(Referring expression pointing data)
[Start of Attachment]

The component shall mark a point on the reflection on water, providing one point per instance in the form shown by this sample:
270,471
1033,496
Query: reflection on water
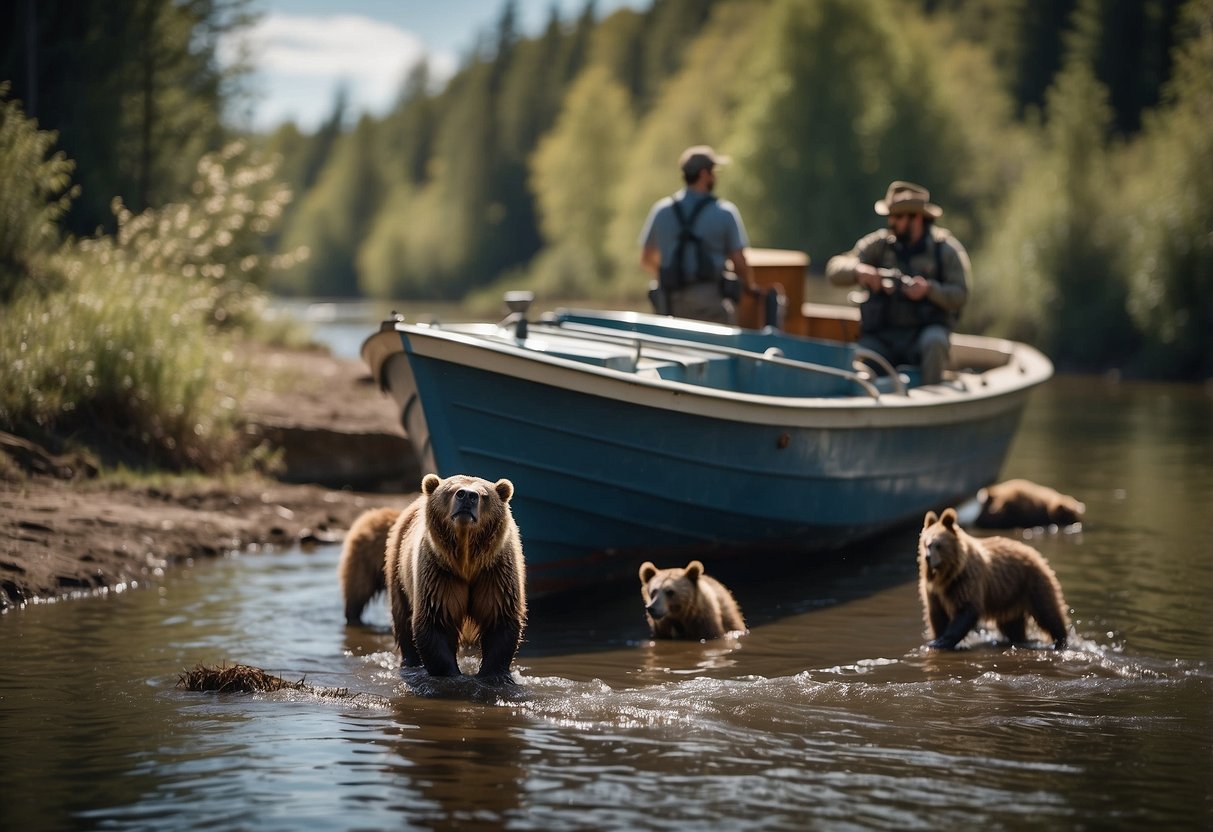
829,713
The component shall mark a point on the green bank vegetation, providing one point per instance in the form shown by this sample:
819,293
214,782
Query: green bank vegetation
130,342
1069,141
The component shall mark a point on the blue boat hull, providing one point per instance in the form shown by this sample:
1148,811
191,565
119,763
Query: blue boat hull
605,482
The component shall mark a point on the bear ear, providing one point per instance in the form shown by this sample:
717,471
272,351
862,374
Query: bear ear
949,519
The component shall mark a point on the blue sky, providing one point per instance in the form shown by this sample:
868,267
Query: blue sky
305,50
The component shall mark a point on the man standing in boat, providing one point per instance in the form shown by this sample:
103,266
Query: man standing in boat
687,239
916,275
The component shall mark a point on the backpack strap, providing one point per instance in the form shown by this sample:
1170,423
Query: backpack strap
687,234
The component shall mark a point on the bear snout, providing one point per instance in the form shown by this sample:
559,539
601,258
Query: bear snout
466,503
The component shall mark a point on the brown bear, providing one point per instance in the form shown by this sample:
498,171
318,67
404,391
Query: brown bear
1023,503
455,575
687,603
362,560
963,580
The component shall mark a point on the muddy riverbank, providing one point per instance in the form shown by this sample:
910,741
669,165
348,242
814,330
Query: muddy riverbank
341,446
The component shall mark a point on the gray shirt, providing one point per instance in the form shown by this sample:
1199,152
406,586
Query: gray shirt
718,224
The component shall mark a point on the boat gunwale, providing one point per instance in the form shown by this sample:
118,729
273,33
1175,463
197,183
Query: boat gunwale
986,393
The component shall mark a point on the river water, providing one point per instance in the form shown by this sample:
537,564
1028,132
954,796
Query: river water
827,714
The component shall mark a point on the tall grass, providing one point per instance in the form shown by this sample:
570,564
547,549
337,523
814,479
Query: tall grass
134,351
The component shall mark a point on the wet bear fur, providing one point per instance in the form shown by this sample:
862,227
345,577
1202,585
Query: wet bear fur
1023,503
360,568
687,603
964,580
455,575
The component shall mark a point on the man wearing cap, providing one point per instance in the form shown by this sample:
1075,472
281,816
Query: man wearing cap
695,222
917,278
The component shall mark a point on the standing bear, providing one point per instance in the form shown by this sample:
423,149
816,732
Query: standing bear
455,575
963,580
360,568
687,603
1024,503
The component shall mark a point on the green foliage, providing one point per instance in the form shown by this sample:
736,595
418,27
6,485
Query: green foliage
1053,269
698,106
34,193
816,146
136,352
1171,215
132,87
575,203
334,218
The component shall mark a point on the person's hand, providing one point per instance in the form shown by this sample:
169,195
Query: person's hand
867,277
916,289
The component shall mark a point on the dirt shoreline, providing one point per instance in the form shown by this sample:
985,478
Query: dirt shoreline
61,537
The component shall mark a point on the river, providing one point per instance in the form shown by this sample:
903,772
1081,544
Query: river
829,713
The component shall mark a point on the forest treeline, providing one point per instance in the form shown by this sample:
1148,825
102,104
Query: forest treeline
1069,142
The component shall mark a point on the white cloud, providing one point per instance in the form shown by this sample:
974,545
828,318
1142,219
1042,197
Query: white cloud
300,62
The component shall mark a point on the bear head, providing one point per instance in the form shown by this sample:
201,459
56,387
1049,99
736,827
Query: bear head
670,592
941,546
466,514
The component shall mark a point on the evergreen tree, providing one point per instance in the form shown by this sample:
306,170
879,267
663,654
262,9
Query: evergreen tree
574,194
1172,214
334,218
132,87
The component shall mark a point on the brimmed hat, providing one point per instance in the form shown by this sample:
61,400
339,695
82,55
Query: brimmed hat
701,157
905,197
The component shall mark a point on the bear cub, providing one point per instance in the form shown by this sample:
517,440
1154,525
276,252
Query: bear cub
1023,503
963,580
360,568
455,575
687,603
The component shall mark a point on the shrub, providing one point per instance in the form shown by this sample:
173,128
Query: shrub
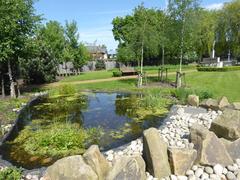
216,69
100,65
117,74
59,139
182,94
66,90
11,173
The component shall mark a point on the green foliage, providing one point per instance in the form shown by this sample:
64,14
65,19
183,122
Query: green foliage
11,173
53,35
100,65
182,94
73,51
57,140
117,73
156,99
67,89
216,69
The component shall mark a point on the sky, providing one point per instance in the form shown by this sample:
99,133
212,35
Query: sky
94,17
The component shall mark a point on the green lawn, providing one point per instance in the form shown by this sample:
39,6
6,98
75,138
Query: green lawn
89,76
219,83
108,74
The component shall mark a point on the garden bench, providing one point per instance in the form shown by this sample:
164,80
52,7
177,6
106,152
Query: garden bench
126,71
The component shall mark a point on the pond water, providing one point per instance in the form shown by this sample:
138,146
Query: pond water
113,116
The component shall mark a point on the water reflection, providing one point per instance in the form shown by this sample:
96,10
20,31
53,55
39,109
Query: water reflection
117,114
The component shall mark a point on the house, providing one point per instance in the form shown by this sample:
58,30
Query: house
112,54
217,62
98,52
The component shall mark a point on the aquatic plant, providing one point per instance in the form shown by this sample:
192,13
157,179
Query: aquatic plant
57,140
182,94
11,173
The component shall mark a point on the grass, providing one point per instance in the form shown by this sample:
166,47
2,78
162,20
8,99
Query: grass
56,140
89,76
6,109
108,74
218,83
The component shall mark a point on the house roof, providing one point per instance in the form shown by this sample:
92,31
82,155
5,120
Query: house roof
97,49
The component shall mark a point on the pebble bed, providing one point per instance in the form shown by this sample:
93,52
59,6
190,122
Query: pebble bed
175,132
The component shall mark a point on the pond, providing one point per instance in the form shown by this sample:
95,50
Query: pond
58,126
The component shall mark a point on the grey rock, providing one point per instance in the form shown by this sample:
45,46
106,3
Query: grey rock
218,169
210,149
208,170
223,103
231,176
210,103
227,125
97,161
155,154
236,105
181,160
233,148
70,168
128,168
199,172
193,100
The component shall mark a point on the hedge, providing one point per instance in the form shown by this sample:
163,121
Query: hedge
223,69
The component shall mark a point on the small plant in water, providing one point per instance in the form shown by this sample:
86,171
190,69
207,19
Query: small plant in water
11,173
57,140
66,90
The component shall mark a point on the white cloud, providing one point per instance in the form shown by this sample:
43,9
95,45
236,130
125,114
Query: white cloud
215,6
110,12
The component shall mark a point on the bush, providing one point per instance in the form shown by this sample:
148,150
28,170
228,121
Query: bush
182,94
100,65
216,69
66,90
117,74
57,140
11,173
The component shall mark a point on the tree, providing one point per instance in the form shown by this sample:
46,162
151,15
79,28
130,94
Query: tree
180,10
53,35
136,33
39,65
17,22
73,51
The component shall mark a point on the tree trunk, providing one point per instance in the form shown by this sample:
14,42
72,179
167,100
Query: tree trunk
3,90
12,86
141,69
181,58
163,55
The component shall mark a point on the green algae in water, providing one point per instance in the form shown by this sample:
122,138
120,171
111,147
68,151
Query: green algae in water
60,126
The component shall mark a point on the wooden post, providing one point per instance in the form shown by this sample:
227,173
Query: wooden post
166,74
2,85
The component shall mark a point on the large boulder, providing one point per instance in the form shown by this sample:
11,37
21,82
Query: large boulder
97,161
193,100
210,104
155,154
233,148
70,168
223,103
210,149
236,105
227,125
128,168
181,160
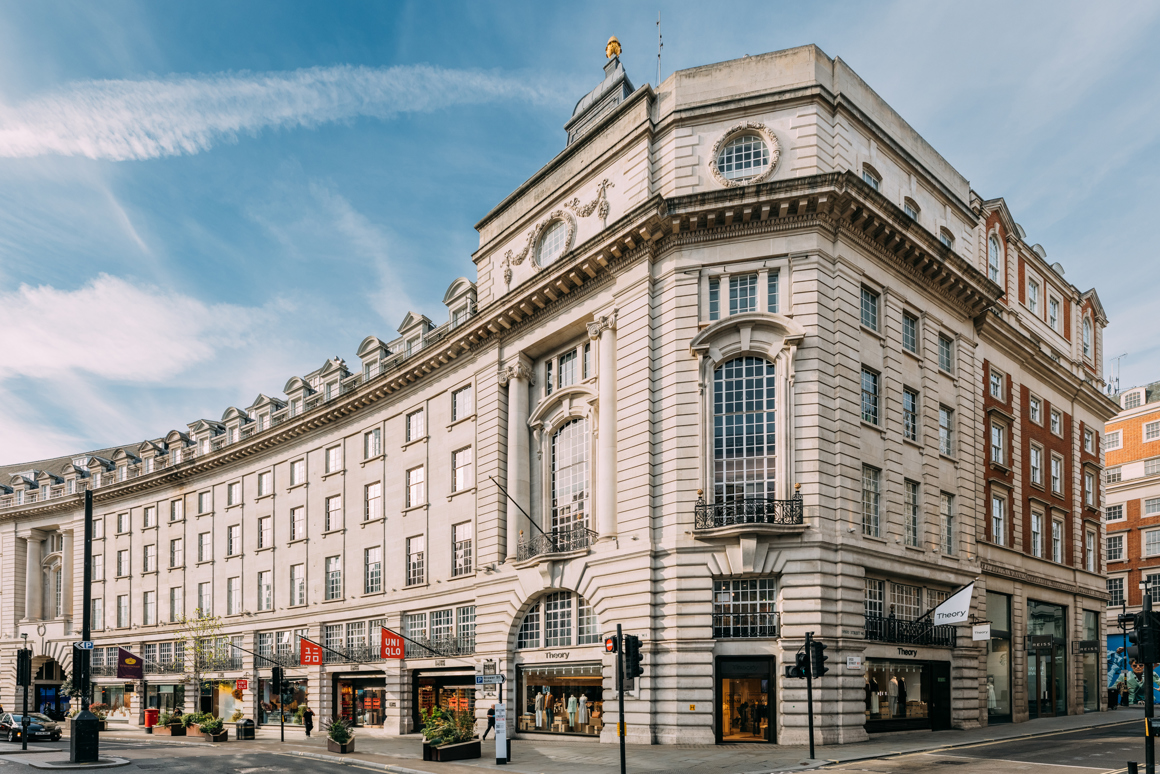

[End of Attachment]

● PROBLEM REQUIREMENTS: Repeat the entries exactly. Any picture is to be left out.

● EXERCISE OUTPUT:
The component shall mark a point on the reflection on water, providing one point per instance in the form shown by this sample:
270,471
1033,496
Query: reflection on water
829,713
The component shall mark a point on the green bank vegetation, providing one point per instance in the form shown by this sample:
819,293
214,782
Query: green bank vegetation
130,342
1069,141
The component shall mark a point on the blue boat hull, providing one point per instance in the form shown by this sample:
1148,811
191,565
119,763
Query: blue boat hull
605,482
The component shall mark a point on the bear ear, providing one point per instance in the form shown by this sample:
717,471
272,351
862,374
Query: bear ear
949,519
The component shall mark a point on the blue sky, providing one point per instance in the form shown by this sample:
868,267
Query: blue sky
305,50
The component shall mark a point on the man standing in boat, providing one point per instance in the form shown by this sample:
103,266
Query: man standing in boat
687,239
916,275
The component shall mark a point on the backpack strap, providing one point per instance in the form shown by this sample:
1170,423
Query: backpack strap
687,234
The component shall mark a point on the bear snout, providing one point per instance in the form shown by this sample:
559,539
601,258
Query: bear snout
466,503
The component shall mark a point on the brown bear, providing one point per instance in the form shown by this sample:
498,171
318,67
404,391
Query: brown bear
1023,503
455,575
687,603
362,560
963,580
The component shall mark a point on the muddy riverbank, providing one point per instance in the form shown by this sample:
910,741
669,165
348,242
814,330
Query: muddy riverbank
341,446
The component shall mark a point on the gray shirt, providing one point per instance in the form shown by this sample:
1199,152
406,586
Query: gray shirt
718,224
The component shall mark a point on the boat gunwale, providing one point per instance in the form shown by this sample:
118,729
273,33
1175,463
197,183
Query: boat gunwale
986,393
The component shall mark a point on the river water, providing one point per instance in the form shown by this sample:
537,564
1028,132
954,796
Query: river water
827,714
The component shall mark a point on the tall grass, providing one point per instance in the form shown by this sample:
570,564
547,549
337,523
814,479
Query: tall grass
134,351
The component shall mark a point on the wet bear fur, providing one point per instance in the form shown by this sample:
862,227
345,577
1202,585
Query: wet bear fur
1023,503
360,568
687,603
964,580
455,575
The component shall mark a point on the man wearing cap, providing one point per instance in the form shown by this sample:
1075,472
281,816
Query: man wearing cap
695,222
917,278
The component shall mark a point on the standing bear, providing one point per instance in the form shown by this sample:
423,149
816,732
Query: standing bear
455,575
963,580
360,568
687,603
1024,503
The component shall mark a point on the green foliage, providing one point per instance in the form shown by this sample:
736,595
418,27
6,485
Query: green foliage
1053,269
698,106
34,193
816,146
136,352
1171,215
132,87
575,203
334,218
The component shall mark a point on the person's hand, providing one point per instance in the form shown by this sample:
169,195
Query: person's hand
867,277
916,289
The component shall mark a point on the dirt shoreline, providing one point per instance in the form shown by this sample:
985,478
Query: dirt shoreline
61,537
The component shall mark a point on the river, providing one point per instance in the form shown by this sample:
903,772
1081,544
Query: river
829,713
The component shall mark a point on the forest treeline, providing one point per instance in the form shown by this sample:
1148,825
102,104
Query: forest treeline
1069,142
The component shall mark a point on the white cloud, providing one point per instance in the form shown by this sample:
974,545
828,318
1142,219
1042,197
Query: white cloud
300,62
The component shall mark a point on the bear head, providing one point per instance in the form shown by this sample:
201,459
56,387
1049,99
736,827
Query: bear head
670,592
941,546
466,514
The component shall mark a point on the evergreen tree, providing one point per instance in the form shown by this sample:
306,170
879,267
663,654
262,9
Query: evergreen tree
574,194
1172,214
334,218
132,87
The component shall mark a point on the brimmed hat, providing one point per instance in the form shown by this sample:
61,400
339,695
82,55
Query: brimmed hat
701,157
905,197
The component shall mark a point on the bear cub, providing one point per instance in the form shown by this sample:
517,440
1154,525
276,252
Query: bear cub
1023,503
963,580
360,568
455,575
687,603
The component shall mark a point on the shrub, providing one point per instance in the form shown by this sample:
173,128
Query: shrub
216,69
100,65
117,74
59,139
182,94
66,90
11,173
The component shall mark a point on the green foliage, providing one point per instance in the form shown by this sample:
64,14
65,19
183,122
Query: green foliage
11,173
53,35
100,65
182,94
73,51
57,140
117,73
156,99
67,89
216,69
The component shall mark a point on the sky, providing one point per instance in the form shown by this sample:
99,133
212,35
Query: sky
94,17
The component shall mark a point on the green lawn, providing one point per instance in the form shown by this sample:
39,6
6,98
75,138
Query: green lawn
89,76
219,83
108,74
The component shall mark a point on the garden bench, providing one point per instance in the form shown by this sample:
164,80
52,7
177,6
106,152
Query: garden bench
126,71
The component shall mark a point on the pond water, providing one point per instance in the form shown by this sample:
138,146
Query: pond water
113,116
The component shall mark a point on the water reflection, providing one point per instance in the form shown by this sample:
96,10
20,31
53,55
39,109
Query: water reflection
117,114
The component shall mark a point on the house, providing one point per instance in the form shown by this sample:
58,30
Query: house
112,54
217,62
98,52
The component shall mark a point on the aquatic plant, providing one point per instance in the form shown by this sample:
192,13
157,179
Query: aquatic plant
57,140
182,94
11,173
The component shall mark a point on the grass, providing one point per instance in the form shown by this sample:
166,47
2,78
162,20
8,99
Query: grass
56,140
89,76
6,109
108,74
218,83
The component shall mark a point on the house roof, providing one point per instance in the form shown by this sample:
92,31
82,155
5,120
Query: house roof
97,49
The component shall mark a point on the pebble bed, providing one point per instance in the form shown by this sample:
93,52
59,6
190,122
Query: pebble bed
175,132
The component shall mark a point on the pond, providing one point per instance in the form shown by this sample:
95,50
Query: pond
58,126
The component shall mark a point on the grey rock, providing one point per instance in the form shown by this sample:
45,46
106,3
Query: grey rock
218,169
210,149
208,170
223,103
231,176
210,103
227,125
97,161
155,154
236,105
181,160
233,148
70,168
128,168
199,172
193,100
The component shall mark a point on the hedge, providing one point per instance in the form shown by this sample:
163,121
Query: hedge
223,69
The component shall mark a point on the small plant in water, providing one point per instance in the form shown by this sample:
86,171
190,69
207,19
Query: small plant in water
11,173
57,140
66,90
The component shall mark a point on the white cloud, providing one point per instance in the form shown by this sample:
43,9
95,45
236,130
125,114
Query: white cloud
215,6
110,12
The component shall mark a point on the bush, providing one point per instance in the form shown by this sample:
148,150
28,170
228,121
Query: bush
182,94
100,65
216,69
66,90
117,74
57,140
11,173
The component shall mark a point on the tree, providing one point per instance in the form shown by this sample:
46,162
151,15
79,28
130,94
Query: tree
180,10
53,35
136,33
39,65
17,22
73,51
The component shall mark a point on the tree trunk, providing one point per instance in the form shown by this sample:
14,42
72,179
167,100
Query: tree trunk
3,90
12,86
141,69
181,58
163,55
The component shall mark a point on the green algae in water, providing one point per instance in the form shown by this sample:
122,138
120,171
111,147
68,151
Query: green algae in water
60,126
The component shall mark a point on the wooden post, providing one point per instance in the form shown by this sample:
227,173
Query: wooden post
166,74
2,85
The component shall mark a point on the large boulder, providing one point per instance in the form shown by this sample:
11,37
21,82
Query: large boulder
97,161
193,100
210,104
155,154
233,148
70,168
223,103
210,149
236,105
227,125
128,168
181,160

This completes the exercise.